Source passage →
------------------------------

Tuesday, April 29, 2014

Oh, happy day!


O, happy day (Oh happy day)

O, happy day (Oh, happy day)

When Jesus washed, He washed the sins away

He taught me how to watch, fight and pray

Fight and pray

And live rejoicing ev’ry day, e’ry day

Had the song been written, I think it might have been sung on that first Easter morning, perhaps by a heavenly choir.   Mary, Peter and another disciple had gone to the tomb where Jesus was buried and where their hopes for this man of God might have seemed buried, too.  But, the stone had been rolled away, and they were about to discover the great victory God had put together in what had appeared to them as certain defeat.  How could these joyous, melodious words they would have heard been true?  But it was, indeed, a happy day achieved by the faithfulness and power of God Himself.

How, you might be wondering, did I come up with the possibility of the song "Oh, Happy Day, (a 1967 gospel music arrangement by Edwin Hawkins), ringing out for any and all to hear on what would become our Easter morning?  The answer is simple:  viewing the last half of the movie Secretariat just yesterday afternoon.  Something I have teased my husband somewhat mercilessly about brought me back to seeing with “eyes of faith” that takes us beyond what this world throws at us. 

My husband has this interesting habit of checking out movies on television at whatever point in the story he happens to tune in.  Despite my suggestions that movies have a beginning, middle and end meant to be seen in that order for a reason, he still continues to delight in catching even a bit of a movie here and there.  I have recently brought it to his attention that starting times for movies at the theaters are printed in the paper for a reason.  Still, he continues his unusual viewing habits, and today I would add, thankfully so.

------------------------------

Data under study →

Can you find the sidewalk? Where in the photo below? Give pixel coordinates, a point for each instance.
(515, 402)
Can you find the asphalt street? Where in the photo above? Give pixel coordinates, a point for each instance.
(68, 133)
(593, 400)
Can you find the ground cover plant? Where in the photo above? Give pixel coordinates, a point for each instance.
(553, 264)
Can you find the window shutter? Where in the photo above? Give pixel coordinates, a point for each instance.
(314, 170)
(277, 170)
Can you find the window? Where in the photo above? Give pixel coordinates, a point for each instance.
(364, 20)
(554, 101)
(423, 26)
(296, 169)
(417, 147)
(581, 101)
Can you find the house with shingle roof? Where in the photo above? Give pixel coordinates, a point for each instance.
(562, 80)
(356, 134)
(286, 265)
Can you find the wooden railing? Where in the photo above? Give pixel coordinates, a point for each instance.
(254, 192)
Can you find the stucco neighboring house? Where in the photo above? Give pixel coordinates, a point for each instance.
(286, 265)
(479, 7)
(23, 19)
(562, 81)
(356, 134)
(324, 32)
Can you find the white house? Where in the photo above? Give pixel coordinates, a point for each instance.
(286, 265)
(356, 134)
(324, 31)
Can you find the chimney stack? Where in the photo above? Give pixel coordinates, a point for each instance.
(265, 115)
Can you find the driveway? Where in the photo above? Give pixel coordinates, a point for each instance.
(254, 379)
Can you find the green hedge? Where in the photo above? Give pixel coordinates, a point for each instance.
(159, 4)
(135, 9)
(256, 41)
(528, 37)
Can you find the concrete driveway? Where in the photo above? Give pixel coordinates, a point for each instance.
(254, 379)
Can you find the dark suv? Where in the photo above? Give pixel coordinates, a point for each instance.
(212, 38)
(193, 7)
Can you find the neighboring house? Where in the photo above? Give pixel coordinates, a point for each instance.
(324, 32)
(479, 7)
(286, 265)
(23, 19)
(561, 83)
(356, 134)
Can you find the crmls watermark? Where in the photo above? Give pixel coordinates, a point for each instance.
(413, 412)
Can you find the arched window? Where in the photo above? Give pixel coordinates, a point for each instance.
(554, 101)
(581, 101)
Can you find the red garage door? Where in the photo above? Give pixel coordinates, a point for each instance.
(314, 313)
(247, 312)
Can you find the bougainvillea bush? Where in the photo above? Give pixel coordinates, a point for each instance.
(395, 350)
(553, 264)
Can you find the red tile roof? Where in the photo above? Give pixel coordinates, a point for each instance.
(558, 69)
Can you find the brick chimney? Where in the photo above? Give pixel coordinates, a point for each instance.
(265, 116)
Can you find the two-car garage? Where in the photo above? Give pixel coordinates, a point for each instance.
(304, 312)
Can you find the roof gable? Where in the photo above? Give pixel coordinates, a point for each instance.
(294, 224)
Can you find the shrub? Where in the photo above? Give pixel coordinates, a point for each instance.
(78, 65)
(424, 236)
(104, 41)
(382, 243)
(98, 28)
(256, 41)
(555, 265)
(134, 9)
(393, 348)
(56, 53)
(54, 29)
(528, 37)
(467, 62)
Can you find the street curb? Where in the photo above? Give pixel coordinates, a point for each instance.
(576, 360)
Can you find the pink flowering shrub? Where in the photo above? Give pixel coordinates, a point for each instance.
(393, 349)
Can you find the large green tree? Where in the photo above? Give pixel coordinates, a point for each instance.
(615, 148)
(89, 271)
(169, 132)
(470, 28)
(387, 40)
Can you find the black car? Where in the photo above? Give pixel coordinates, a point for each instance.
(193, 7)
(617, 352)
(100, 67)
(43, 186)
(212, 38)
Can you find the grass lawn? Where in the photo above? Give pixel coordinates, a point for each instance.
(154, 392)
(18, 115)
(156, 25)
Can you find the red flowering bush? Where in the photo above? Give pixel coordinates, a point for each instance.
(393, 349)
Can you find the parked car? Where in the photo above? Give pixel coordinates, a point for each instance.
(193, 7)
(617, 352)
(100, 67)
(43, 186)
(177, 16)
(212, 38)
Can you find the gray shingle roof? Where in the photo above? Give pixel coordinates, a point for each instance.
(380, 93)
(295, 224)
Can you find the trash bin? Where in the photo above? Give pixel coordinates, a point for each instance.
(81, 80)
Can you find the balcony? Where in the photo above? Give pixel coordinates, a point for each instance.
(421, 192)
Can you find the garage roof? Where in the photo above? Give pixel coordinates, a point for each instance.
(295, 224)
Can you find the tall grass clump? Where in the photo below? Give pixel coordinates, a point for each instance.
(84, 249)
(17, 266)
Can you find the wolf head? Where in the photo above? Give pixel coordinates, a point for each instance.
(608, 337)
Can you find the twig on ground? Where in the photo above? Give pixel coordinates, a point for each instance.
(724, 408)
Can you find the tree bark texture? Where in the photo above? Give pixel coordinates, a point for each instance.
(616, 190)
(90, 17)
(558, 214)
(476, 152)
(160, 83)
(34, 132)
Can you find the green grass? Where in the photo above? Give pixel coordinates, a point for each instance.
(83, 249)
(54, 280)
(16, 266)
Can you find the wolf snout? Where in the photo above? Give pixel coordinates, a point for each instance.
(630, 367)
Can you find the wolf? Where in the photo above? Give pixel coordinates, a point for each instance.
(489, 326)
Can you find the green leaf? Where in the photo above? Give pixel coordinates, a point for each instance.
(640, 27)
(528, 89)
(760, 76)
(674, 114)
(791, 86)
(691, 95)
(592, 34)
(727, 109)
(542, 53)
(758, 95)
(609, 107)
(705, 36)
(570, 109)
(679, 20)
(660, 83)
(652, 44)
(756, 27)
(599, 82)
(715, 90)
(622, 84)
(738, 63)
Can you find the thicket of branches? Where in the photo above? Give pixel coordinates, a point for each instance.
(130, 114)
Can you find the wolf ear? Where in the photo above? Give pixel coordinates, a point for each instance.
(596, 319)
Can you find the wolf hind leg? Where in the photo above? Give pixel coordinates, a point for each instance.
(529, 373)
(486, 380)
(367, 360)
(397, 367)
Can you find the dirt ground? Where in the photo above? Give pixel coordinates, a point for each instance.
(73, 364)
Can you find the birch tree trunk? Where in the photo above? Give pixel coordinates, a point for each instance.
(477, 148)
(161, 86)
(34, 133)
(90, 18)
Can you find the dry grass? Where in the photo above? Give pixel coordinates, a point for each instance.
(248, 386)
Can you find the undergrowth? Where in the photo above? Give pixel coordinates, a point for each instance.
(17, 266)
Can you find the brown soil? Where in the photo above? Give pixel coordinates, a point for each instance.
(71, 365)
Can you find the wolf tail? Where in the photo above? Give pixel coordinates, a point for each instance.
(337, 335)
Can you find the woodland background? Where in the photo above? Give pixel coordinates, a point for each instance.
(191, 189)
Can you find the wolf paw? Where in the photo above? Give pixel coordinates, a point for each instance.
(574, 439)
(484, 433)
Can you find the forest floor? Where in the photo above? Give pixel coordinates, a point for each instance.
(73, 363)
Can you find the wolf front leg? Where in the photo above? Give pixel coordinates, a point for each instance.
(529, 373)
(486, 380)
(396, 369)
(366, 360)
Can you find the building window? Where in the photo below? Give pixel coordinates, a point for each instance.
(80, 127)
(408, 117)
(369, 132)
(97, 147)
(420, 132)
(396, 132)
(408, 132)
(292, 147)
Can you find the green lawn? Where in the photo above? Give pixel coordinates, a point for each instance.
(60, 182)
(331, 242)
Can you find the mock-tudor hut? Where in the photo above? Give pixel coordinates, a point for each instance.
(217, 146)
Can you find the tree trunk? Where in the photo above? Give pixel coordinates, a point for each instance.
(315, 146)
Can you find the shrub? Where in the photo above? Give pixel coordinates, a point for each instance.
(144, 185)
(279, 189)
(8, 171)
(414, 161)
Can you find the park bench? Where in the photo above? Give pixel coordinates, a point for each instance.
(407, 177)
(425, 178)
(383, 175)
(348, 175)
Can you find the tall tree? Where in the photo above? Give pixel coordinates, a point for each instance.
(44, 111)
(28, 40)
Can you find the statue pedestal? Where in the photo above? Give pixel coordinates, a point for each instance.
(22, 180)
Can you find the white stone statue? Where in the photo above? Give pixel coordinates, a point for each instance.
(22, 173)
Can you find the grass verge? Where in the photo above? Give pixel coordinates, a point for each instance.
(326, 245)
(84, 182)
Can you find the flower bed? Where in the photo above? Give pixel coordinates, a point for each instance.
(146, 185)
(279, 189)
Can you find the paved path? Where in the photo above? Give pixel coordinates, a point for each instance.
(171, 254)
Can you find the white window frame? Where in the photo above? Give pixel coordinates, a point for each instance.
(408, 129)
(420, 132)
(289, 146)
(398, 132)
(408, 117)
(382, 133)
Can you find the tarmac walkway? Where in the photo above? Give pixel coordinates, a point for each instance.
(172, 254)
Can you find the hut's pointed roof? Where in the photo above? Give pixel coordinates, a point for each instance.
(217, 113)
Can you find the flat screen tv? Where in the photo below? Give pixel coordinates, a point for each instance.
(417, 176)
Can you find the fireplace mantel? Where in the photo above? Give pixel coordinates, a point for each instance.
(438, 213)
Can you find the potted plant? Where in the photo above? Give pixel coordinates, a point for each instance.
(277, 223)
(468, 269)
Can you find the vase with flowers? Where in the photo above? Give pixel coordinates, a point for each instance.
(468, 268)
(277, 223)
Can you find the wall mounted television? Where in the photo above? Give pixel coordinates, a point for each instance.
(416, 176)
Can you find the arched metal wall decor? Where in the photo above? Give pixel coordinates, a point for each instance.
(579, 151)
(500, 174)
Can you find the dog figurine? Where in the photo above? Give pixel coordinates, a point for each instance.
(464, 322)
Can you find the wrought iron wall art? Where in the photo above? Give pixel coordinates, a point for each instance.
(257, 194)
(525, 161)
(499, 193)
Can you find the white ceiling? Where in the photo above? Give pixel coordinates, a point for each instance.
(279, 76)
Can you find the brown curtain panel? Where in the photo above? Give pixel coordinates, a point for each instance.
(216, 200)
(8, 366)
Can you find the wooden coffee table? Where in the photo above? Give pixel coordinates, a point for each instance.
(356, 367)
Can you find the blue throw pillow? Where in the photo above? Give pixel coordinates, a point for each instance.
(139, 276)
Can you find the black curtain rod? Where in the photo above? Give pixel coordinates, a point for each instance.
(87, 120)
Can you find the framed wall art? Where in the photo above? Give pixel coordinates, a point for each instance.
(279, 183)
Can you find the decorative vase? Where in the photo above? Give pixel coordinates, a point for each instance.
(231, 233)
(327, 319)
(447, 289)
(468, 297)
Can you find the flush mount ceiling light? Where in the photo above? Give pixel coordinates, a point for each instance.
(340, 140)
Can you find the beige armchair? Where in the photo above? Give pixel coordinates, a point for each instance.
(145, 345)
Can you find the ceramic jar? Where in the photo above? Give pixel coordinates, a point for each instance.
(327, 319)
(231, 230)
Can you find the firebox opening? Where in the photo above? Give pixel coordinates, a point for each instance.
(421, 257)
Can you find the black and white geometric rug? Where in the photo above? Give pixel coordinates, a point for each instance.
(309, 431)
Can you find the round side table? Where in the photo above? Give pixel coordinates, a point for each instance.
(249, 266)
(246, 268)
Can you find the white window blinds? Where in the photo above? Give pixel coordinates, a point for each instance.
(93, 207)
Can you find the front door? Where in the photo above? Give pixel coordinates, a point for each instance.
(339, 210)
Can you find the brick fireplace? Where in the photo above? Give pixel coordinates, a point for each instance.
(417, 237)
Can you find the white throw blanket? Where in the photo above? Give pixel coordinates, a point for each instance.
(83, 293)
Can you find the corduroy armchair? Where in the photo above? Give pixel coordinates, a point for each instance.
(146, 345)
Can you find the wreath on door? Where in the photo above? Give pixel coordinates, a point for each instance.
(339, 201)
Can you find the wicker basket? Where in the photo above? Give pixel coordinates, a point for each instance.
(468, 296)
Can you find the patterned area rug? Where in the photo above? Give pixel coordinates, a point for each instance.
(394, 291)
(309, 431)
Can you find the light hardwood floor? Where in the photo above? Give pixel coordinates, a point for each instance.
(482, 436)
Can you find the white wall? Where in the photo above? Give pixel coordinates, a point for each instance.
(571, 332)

------------------------------

Task directions →
Continue the Easter blog post about "Oh, Happy Day" and the movie Secretariat, picking up right after its last sentence.

Answer area →
At the point we tuned in, Penney Tweedy, Secretariat’s determined owner, had been thwarted yet again as she tried to keep her father’s farm afloat and a horse’s promising chance for winning and winning big alive and well.  As she looks out over the stables and sees the horse’s groomer washing him down, she hears this gospel hymn playing on the groomer’s radio.  Somehow her spirits revive, and she joins in with the washing, perhaps ridding herself of this most recent setback.  She moves forward with her faith and determination that this horse has the potential to achieve not only winning the upcoming Kentucky Derby, but going all the way and winning the triple crown, something that had not been done for about 25 years.  And win it all she did with faith and courage after noting that you can’t earn a reward “without taking a risk.”

A troubling, painful and somewhat disabling medical condition finally getting a name—not the worst, but not the best—feels a little like Easter morning with its seeming disappointment, grief and disappearing hopes and dreams.  But like the record breaking horse, I have been “in training,” drinking in the living water and drawing deep into the well of faith and hope and trust, God-given virtues and strengths of God-seeking people so beautifully depicted in the scriptures.

Today we bought our own copy of the movie, and I watched it, start to finish, just to see how that works as opposed to “bits and pieces” viewing by someone I live with.  Stories of courage and hope that beat the odds can point us toward parallels in our Christian endeavors.  “Faith is the assurance of things hoped for, the substance of things not seen” as described in the well-known faith chapter in Hebrews 11.  Surely believing in God can be even more rewarding and joyous than believing in even the finest race horses.